* Exercise aim *
Carry on the passage below about cohabitation, marriage and government assistance, starting after its final sentence.

#### Passage for review ####

In addition, the trend to cohabit instead of marrying produces at least two opposite problems. Couples are delaying marriage beyond the time when the woman can have children — resulting in record levels of infertility (a heartbreak for millions). Numerous other couples are having children without the benefit of marriage. A quarter of women who cohabited before the age of 20 have a child — leading to record levels of single-mothers, record levels of poverty and record levels needing government assistance. The Centers for Disease Control and Prevention report that almost HALF of all women are living with a man they are not married to. That number is a sharp increase from 43 percent in 2002 and 35 percent in 1995. In the absence of real-life husbands and fathers, the government is becoming the father in too many families – though not a very effective one. Today, record numbers of Americans are dependent upon government assistance to survive and almost half of Americans are “one crisis” away from the “bread line.” Personal wages, at barely over 50 percent, account for the lowest share of income since the government began tracking the data in 1929. We’ve tried fixing our economic problems with government solutions, perhaps it’s time to look at root causes.

#### Dataset extract ####

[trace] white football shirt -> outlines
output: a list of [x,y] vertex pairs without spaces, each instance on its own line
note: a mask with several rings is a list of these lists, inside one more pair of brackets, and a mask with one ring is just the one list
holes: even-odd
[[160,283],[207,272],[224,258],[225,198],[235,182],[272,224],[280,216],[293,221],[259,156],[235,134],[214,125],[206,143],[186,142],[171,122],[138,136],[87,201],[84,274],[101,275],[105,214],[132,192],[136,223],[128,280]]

####

* Response for this exercise *
In 2009, Caitlin Flanigan, in a Time magazine cover story, wrote, “There is no other single force causing as much measurable hardship and human misery in this country as the collapse of marriage.” If you visit the U.S. Department of Health and Human Services, you’ll see a bronze sculpture of a woman with three children playing around her. Called “Happy Mother,” the sculpture amounts to a celebration of fatherlessness. Put simply, since the 1960s, American elites have vigorously promoted the myth that women don’t need marriage, with the result that marriage rates are now half what they were in 1969. Only 21 percent of Millennials (those young adults ages 18-29) are married.

According to the National Marriage Project at the University of Virginia, the average age of marriage for women is now 27 years old and 29 years old for men, up from 23 and 26 in 1990. Still, despite the ideological onslaught’s effect on our values, Pew Research reports that more than 60 percent of young adults want to get married. But couples today think they have to have an expensive ring, extravagant wedding, a house, a car and… the list goes on and on.

While materialism and ambition are certainly factors in the decline of marriage, another factor is monumentally important: today’s young people have few role models of happy, healthy marriage. Dr. Neil Clarke Warren, founder of an Internet Matching service, interviewed 500 couples, asking them to tell him about marriages they admired. Nearly half could not recommend even a single healthy happy marriage.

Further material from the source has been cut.